§ DESCRIPTION OF THE TASK
The records below should be set down in full, please, without any change.

§ DATA SECTION
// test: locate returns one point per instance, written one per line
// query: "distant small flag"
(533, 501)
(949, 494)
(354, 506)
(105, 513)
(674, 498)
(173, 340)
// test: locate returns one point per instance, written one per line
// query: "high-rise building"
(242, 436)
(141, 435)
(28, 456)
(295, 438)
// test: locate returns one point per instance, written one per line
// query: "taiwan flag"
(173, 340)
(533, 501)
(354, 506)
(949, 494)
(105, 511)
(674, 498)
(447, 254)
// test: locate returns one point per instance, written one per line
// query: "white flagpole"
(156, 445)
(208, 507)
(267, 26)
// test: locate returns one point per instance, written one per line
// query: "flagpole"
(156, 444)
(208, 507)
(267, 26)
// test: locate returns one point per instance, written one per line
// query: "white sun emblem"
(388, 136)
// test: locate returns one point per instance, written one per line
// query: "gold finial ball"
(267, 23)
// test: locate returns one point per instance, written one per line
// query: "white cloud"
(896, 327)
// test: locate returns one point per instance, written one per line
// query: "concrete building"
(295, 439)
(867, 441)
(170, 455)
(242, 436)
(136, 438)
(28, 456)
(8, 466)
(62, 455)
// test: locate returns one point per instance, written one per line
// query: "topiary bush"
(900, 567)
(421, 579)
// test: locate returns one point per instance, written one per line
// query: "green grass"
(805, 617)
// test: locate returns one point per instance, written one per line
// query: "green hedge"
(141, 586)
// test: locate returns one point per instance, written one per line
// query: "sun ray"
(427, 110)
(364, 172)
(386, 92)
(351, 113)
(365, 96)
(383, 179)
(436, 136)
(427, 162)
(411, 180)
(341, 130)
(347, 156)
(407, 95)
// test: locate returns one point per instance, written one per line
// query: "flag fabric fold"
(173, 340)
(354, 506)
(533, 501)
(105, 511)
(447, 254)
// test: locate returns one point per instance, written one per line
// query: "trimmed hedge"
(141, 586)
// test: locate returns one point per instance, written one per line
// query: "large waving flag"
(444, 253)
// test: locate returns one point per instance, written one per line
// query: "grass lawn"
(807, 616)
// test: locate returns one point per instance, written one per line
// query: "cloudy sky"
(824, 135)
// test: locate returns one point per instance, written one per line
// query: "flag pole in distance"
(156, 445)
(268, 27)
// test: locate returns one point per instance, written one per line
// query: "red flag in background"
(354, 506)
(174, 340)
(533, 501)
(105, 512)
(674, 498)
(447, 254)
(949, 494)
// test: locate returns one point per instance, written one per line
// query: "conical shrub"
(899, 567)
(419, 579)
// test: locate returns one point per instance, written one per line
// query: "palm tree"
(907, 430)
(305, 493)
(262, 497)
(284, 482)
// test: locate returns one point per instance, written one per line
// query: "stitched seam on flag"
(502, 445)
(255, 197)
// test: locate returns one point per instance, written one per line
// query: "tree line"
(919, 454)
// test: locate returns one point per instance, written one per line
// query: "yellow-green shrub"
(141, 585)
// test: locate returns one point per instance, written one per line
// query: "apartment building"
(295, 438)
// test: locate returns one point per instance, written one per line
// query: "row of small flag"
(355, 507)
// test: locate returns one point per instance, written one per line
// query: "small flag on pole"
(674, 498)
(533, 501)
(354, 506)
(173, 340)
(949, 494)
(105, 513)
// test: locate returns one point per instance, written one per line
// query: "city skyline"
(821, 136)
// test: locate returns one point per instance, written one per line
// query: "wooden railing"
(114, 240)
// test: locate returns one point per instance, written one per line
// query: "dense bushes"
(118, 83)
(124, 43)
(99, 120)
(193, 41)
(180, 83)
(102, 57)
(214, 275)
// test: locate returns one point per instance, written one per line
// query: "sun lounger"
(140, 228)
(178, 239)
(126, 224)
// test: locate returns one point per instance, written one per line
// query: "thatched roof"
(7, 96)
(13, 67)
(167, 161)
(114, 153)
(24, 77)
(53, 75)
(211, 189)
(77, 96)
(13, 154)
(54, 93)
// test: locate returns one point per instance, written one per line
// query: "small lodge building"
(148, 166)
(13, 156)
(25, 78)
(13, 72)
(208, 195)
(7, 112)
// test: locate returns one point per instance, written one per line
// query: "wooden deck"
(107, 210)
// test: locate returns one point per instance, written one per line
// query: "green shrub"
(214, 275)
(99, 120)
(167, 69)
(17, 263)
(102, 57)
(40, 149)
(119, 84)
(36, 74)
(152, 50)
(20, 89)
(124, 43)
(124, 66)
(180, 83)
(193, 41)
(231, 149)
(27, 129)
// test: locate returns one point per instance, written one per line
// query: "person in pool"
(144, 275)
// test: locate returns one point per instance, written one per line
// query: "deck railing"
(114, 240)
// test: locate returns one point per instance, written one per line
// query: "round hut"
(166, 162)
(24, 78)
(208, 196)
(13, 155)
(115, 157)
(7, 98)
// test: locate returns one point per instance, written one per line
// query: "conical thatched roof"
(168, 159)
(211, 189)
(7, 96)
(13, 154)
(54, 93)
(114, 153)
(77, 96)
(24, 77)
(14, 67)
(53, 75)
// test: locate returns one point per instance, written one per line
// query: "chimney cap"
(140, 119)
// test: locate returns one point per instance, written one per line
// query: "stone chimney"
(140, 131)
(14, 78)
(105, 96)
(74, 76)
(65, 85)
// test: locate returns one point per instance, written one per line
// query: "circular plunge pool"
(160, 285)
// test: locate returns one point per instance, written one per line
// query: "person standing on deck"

§ SOLUTION TO THIS TASK
// test: locate returns one point per instance, written one per line
// query: "distant small flag"
(533, 501)
(949, 494)
(354, 506)
(105, 513)
(674, 498)
(173, 340)
// test: locate returns one point per instance, written one per line
// query: "high-rise building"
(242, 436)
(141, 435)
(28, 456)
(295, 438)
// test: locate returns one point per instance, written one per line
// query: "taiwan flag"
(173, 340)
(533, 501)
(354, 506)
(949, 494)
(105, 511)
(674, 498)
(447, 254)
// test: locate returns one point per instance, written one per line
// query: "white flagpole"
(156, 445)
(208, 507)
(267, 26)
// test: locate returns one point per instance, written one per line
// query: "flagpole"
(156, 444)
(208, 507)
(267, 26)
// test: locate returns one point per instance, written one per line
// query: "white sun emblem"
(388, 136)
// test: locate returns one point per instance, written one per line
// query: "gold finial ball"
(267, 23)
// test: locate returns one point per instance, written one per line
// query: "white cloud"
(896, 327)
// test: locate returns one point per instance, written one per line
// query: "concrete building"
(295, 439)
(867, 441)
(170, 455)
(242, 436)
(136, 438)
(28, 456)
(8, 466)
(62, 455)
// test: locate returns one point per instance, written one per line
// query: "topiary bush"
(900, 567)
(421, 579)
// test: locate returns one point per instance, written one per line
// query: "green grass"
(805, 617)
// test: locate returns one point per instance, written one per line
// query: "green hedge"
(141, 586)
// test: locate returns one point per instance, written one per line
// query: "sun ray"
(427, 110)
(364, 172)
(386, 92)
(351, 113)
(365, 96)
(383, 179)
(436, 136)
(427, 162)
(411, 180)
(341, 130)
(347, 156)
(407, 95)
// test: locate returns one point per instance, written one per line
// query: "flag fabric fold"
(173, 340)
(354, 506)
(533, 501)
(105, 511)
(447, 254)
// test: locate returns one point per instance, written one per line
// query: "trimmed hedge"
(141, 586)
// test: locate returns one point per instance, written one per line
// query: "large waving flag"
(444, 253)
// test: locate returns one point per instance, written one per line
// query: "grass lawn"
(807, 616)
// test: locate returns one point per instance, written one per line
// query: "cloudy sky"
(824, 135)
// test: locate returns one point per instance, written one per line
// query: "flag pole in distance"
(156, 445)
(268, 27)
// test: locate returns one point per instance, written one per line
// query: "red flag in background"
(354, 506)
(174, 340)
(533, 501)
(105, 512)
(674, 498)
(447, 254)
(949, 494)
// test: locate returns one point per instance, written one per line
// query: "conical shrub"
(899, 567)
(419, 579)
// test: locate returns one point per instance, written one per line
// query: "palm tree"
(907, 430)
(305, 493)
(262, 497)
(284, 482)
// test: locate returns one point per instance, written one per line
// query: "stitched seam on flag"
(502, 445)
(255, 197)
// test: locate returns one point per instance, written one per line
// query: "tree line"
(919, 454)
// test: locate returns one point per instance, written one per line
// query: "yellow-green shrub"
(141, 585)
// test: locate returns one point per instance, written one per line
// query: "apartment building"
(295, 438)
// test: locate returns one point per instance, written one per line
// query: "row of small flag"
(355, 507)
// test: locate returns one point per instance, written one per line
// query: "small flag on pole"
(674, 498)
(533, 501)
(354, 506)
(173, 340)
(949, 494)
(105, 513)
// test: locate returns one point per instance, written one per line
// query: "city skyline"
(821, 136)
// test: locate returns one point per instance, written one per line
// query: "wooden railing"
(114, 240)
// test: locate returns one point per instance, written one per line
// query: "dense bushes"
(118, 83)
(124, 43)
(99, 120)
(193, 41)
(180, 83)
(102, 57)
(214, 275)
// test: locate returns one point per instance, written one per line
// query: "sun lounger"
(140, 228)
(178, 239)
(126, 224)
// test: locate returns one point per instance, written one per line
// query: "thatched roof"
(7, 96)
(13, 67)
(167, 161)
(114, 153)
(24, 77)
(53, 75)
(211, 189)
(77, 96)
(13, 154)
(54, 93)
// test: locate returns one point per instance, written one per line
// query: "small lodge building"
(148, 166)
(13, 156)
(25, 78)
(13, 72)
(208, 195)
(7, 112)
// test: locate returns one point per instance, written one per line
// query: "wooden deck"
(107, 210)
// test: locate returns one point per instance, written one per line
// query: "green shrub"
(214, 275)
(99, 120)
(167, 69)
(17, 263)
(102, 57)
(40, 149)
(119, 84)
(36, 74)
(152, 50)
(20, 89)
(124, 43)
(124, 66)
(180, 83)
(193, 41)
(231, 149)
(27, 129)
// test: locate returns one point per instance, written one per line
// query: "person in pool"
(144, 275)
// test: locate returns one point per instance, written one per line
// query: "deck railing"
(114, 240)
// test: locate returns one point per instance, written one per line
// query: "round hut"
(166, 162)
(24, 78)
(208, 196)
(13, 155)
(115, 157)
(7, 98)
// test: locate returns one point per instance, written one per line
// query: "conical thatched roof"
(168, 159)
(211, 189)
(7, 96)
(13, 154)
(54, 93)
(114, 153)
(77, 96)
(24, 77)
(14, 67)
(53, 75)
// test: locate returns one point per instance, written one per line
// query: "chimney cap"
(140, 119)
// test: locate returns one point per instance, written one per line
// query: "stone chimney"
(140, 131)
(14, 78)
(105, 96)
(74, 76)
(65, 85)
// test: locate returns one point per instance, written one per line
// query: "circular plunge pool"
(160, 285)
// test: locate returns one point per instance, written one per line
// query: "person standing on deck"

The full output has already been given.